> **Task**
Repeat the records exactly. Every line must match.

[Supplied records]

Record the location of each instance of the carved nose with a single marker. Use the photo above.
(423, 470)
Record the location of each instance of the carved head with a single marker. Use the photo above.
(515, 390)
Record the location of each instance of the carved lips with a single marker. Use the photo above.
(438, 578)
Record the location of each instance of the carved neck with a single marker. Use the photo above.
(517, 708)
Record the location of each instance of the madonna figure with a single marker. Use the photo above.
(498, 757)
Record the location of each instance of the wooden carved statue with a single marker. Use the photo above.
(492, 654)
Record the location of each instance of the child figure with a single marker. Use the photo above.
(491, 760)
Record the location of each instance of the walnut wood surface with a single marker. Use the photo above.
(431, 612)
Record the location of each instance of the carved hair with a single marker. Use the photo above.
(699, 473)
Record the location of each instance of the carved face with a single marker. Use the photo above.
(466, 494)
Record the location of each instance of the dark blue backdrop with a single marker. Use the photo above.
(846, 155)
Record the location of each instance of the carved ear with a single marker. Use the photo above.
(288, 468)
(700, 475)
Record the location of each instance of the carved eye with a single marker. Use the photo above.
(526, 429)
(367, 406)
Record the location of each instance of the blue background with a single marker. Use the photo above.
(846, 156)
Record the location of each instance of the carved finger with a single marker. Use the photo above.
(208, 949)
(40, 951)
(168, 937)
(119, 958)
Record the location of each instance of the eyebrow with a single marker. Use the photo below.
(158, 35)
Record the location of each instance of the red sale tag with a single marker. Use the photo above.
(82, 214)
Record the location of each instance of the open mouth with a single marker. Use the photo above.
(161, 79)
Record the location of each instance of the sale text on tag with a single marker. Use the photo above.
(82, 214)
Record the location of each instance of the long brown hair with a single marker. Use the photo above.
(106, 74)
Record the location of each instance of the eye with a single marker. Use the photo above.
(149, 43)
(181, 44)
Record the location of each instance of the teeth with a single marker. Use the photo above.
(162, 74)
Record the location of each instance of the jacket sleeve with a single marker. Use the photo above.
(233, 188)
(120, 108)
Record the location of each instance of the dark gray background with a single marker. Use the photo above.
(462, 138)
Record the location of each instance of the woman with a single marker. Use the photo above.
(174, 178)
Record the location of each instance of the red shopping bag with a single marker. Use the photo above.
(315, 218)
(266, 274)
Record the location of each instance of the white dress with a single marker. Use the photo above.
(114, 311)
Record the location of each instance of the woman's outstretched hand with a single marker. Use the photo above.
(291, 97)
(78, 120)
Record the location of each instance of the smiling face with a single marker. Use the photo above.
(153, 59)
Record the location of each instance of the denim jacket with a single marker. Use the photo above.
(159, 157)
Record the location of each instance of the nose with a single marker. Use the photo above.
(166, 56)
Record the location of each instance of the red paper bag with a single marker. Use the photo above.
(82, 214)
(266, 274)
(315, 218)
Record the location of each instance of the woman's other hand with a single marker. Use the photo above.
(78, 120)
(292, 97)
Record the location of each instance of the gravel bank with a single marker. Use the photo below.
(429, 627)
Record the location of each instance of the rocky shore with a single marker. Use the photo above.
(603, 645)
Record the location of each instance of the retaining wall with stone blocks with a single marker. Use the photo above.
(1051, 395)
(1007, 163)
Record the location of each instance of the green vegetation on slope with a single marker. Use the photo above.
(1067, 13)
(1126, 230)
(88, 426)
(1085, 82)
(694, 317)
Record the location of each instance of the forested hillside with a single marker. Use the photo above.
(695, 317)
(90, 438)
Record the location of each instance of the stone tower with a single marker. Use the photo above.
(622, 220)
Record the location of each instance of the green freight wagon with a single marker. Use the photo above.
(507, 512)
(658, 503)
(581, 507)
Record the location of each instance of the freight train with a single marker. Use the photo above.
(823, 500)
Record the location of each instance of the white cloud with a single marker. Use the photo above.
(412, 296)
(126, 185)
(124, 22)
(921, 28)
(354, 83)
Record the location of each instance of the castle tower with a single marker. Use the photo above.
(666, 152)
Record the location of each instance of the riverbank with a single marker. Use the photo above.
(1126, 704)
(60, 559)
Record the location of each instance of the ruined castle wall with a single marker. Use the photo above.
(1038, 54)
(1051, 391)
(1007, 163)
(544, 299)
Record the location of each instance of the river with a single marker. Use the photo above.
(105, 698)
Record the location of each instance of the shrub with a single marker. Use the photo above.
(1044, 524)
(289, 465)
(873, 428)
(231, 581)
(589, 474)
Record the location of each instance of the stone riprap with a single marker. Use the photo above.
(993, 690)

[/Supplied records]

> **Reply to the exercise**
Record the location of each instance of the carved nose with a single marker. Use the photo above.
(423, 470)
Record the location of each instance of the carved head with a single marker. Use the photo above.
(515, 390)
Record the location of each instance of the carved lips with a single marker. Use the photo above.
(438, 578)
Record the location of each instance of the carved neck with a single marker. Use the photo above.
(517, 708)
Record the location of each instance of the madonna figure with a single marker. Use the photo above.
(498, 757)
Record the location of each instance of the wooden carved statue with a single marker. Use the photo above.
(492, 654)
Record the location of each instance of the child figure with a single marker. Use the photo above.
(491, 760)
Record the location of each instance of the walnut wood surface with a single marker. Use the photo above.
(431, 612)
Record the location of each instance of the carved hair with a single marker. Use the photo above.
(699, 473)
Record the location of each instance of the carved face with a single marker. Use the photo above.
(466, 494)
Record the location of each instance of the dark blue backdrop with a single marker. Use the photo above.
(846, 155)
Record the location of each instance of the carved ear with a single marker. Use the photo above.
(288, 468)
(700, 475)
Record the location of each instance of the carved eye with a single marker. Use the photo above.
(526, 429)
(367, 406)
Record the location of each instance of the blue background with a single marker. Use the photo above.
(846, 156)
Record the location of each instance of the carved finger with a single marker. Use the photo above.
(208, 949)
(40, 951)
(168, 937)
(119, 958)
Record the location of each instance of the eyebrow with a single marker. Use the photo below.
(158, 35)
Record the location of each instance of the red sale tag with a single marker. Use the photo above.
(82, 214)
Record the location of each instance of the open mouth with a single marker. Use the photo above.
(161, 79)
Record the location of each instance of the sale text on tag with a single marker. Use the photo above.
(82, 214)
Record the location of each instance of the long brown hair with a single marker. Use the photo above.
(106, 74)
Record the location of each instance of the eye with a single marker. Use the photo above.
(149, 43)
(181, 44)
Record the location of each instance of the teeth with a single marker. Use the photo above.
(162, 74)
Record the location of each instance of the jacket sleeve with a single marker. Use the photo above.
(233, 188)
(120, 108)
Record the location of each instance of the dark gray background with a single marker. Use the photo above.
(462, 138)
Record the location of each instance of the woman with a single marker. Use the photo above.
(174, 178)
Record the location of each instance of the red shopping bag with a single marker. Use the photo above.
(315, 218)
(266, 274)
Record the location of each instance of the white dress with a single marker. Use the photo above.
(114, 311)
Record the location of each instance of the woman's outstretched hand with a single marker. Use the photo above.
(291, 97)
(78, 120)
Record the location of each instance of the smiling face with a single marker. Use the photo above.
(153, 59)
Record the location of each instance of the denim jacket with a single marker. Use the photo above.
(159, 157)
Record the location of each instance of the nose with a single marker. Use the photo above.
(166, 56)
Record the location of each instance of the red paper bag with a single marker. Use the photo above.
(82, 214)
(266, 274)
(315, 218)
Record the location of each instance of the woman's other hand with a single marker. Use the photo above.
(78, 120)
(292, 97)
Record the location of each instance of the gravel bank with a single marker. Use the photo below.
(429, 627)
Record the location of each instance of the rocky shore with a single marker. Use the photo above.
(603, 645)
Record the location of each instance of the retaining wall with stone blocks with a single marker. Use the photo above.
(1051, 395)
(1007, 163)
Record the location of each instance of the green vegetation on slope with a single marker. Use the photo above.
(1067, 13)
(1126, 230)
(88, 426)
(1085, 82)
(694, 317)
Record the location of each instance of the forested hillside with a single marker. Use the photo above.
(695, 317)
(90, 438)
Record the location of each instance of the stone tower with a single marker. Use the photo above.
(622, 220)
Record the location of each instance of the green freight wagon with a single marker. Use the photo above.
(507, 512)
(658, 503)
(581, 507)
Record the location of each instance of the freight train with a single marker. Use the photo above.
(823, 500)
Record the location of each instance of the white cloud with a single marker. Use the photo above.
(412, 296)
(126, 185)
(124, 22)
(921, 28)
(354, 83)
Record the location of each instance of the castle tower with a single marker. Use the photo above.
(666, 152)
Record the location of each instance of the riverbank with a single marker. Use the photo above.
(1126, 704)
(60, 559)
Record the location of each instance of the ruined castle wall with a single marker. Use the photo above.
(1038, 54)
(1051, 391)
(1007, 163)
(544, 299)
Record the location of each instance of the river with a single marker. Use the photo above.
(105, 698)
Record the location of each instance of the shrub with a single marker. Use the photo above.
(1044, 524)
(289, 465)
(873, 428)
(231, 581)
(589, 474)
Record the location of each instance of the stone riprap with a single marker. Use the photo above.
(993, 690)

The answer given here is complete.